• Tarea: Reproduzca el texto sobre la kénosis desde "Esta Kénosis la" hasta "(Lc 1: 26-38)", y cambie "serpiente" por "culebra".

──────── Fragmento de origen

En la carta a los Filipenses, en el capítulo 2: y versos del 6 al 10 nos dice: “El, siendo de condición divina, no se apegó a su igualdad con Dios, sino que se redujo a nada, tomando la condición de servidor, y se hizo semejante a los hombres. Y encontrándose en la condición humana, se rebajó a sí mismo haciéndose obediente hasta la muerte, y muerte en una cruz.” Jesús, -nos dice la carta-, “no se apegó a su igualdad con Dios”, sino que se despojó de esa divinidad. Para entender esto, tenemos que analizar el significado de ese despojo. En el lenguaje original significa “arrancarse con dolor” (Kénosis del griego ekénosen y este del verbo kenóō cuyo significado es vaciar). Dios toma la decisión de desprenderse de sí mismo y se vacía de su divinidad, para tomar la condición humana.

Esta Kénosis la realiza de una forma sin igual, siendo su proceso en el todo humano, y realizado en María. Ya desde el AT, se viene anunciando este desprendimiento, el que podemos ver en Isaías 7: 14, en donde se anuncia que Emmanuel viene a morar entre nosotros. En el Evangelio de San Mateo nos encontramos con el significado de ese nombre: “He aquí, una virgen concebirá y dará a luz un hijo, Y llamarás su nombre Emmanuel, que traducido es: Dios con nosotros.” Mt 1: 23

La anunciación:

La Biblia nos habla sobre esa mujer que desobedeciendo el mandato de Dios de no comer de aquel fruto prohibido, se dejó engañar por la serpiente (Gén 3: 1-13). De la misma forma la Escritura nos habla sobre la otra mujer que le daría la vida al Salvador del mundo y de cómo Dios en su gran sabiduría se usó de ella, para ser la portadora del amor que derramaría en nuestra vida (Lc 1: 26-38)

────────────────
──────── Datos disponibles

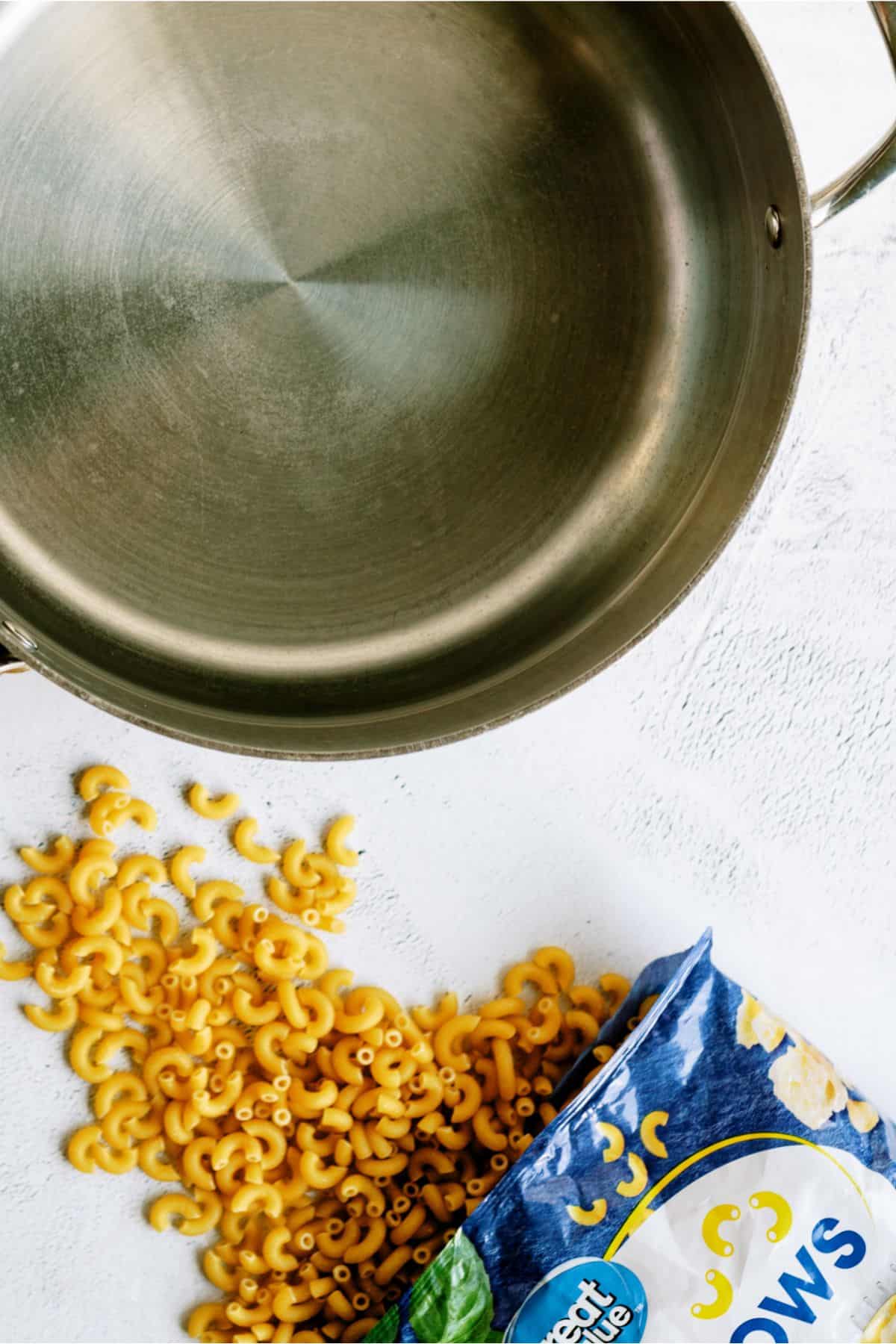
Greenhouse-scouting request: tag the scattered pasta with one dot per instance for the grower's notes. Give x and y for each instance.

────────────────

• Respuesta al ejercicio:
Esta Kénosis la realiza de una forma sin igual, siendo su proceso en el todo humano, y realizado en María. Ya desde el AT, se viene anunciando este desprendimiento, el que podemos ver en Isaías 7: 14, en donde se anuncia que Emmanuel viene a morar entre nosotros. En el Evangelio de San Mateo nos encontramos con el significado de ese nombre: “He aquí, una virgen concebirá y dará a luz un hijo, Y llamarás su nombre Emmanuel, que traducido es: Dios con nosotros.” Mt 1: 23

La anunciación:

La Biblia nos habla sobre esa mujer que desobedeciendo el mandato de Dios de no comer de aquel fruto prohibido, se dejó engañar por la culebra (Gén 3: 1-13). De la misma forma la Escritura nos habla sobre la otra mujer que le daría la vida al Salvador del mundo y de cómo Dios en su gran sabiduría se usó de ella, para ser la portadora del amor que derramaría en nuestra vida (Lc 1: 26-38)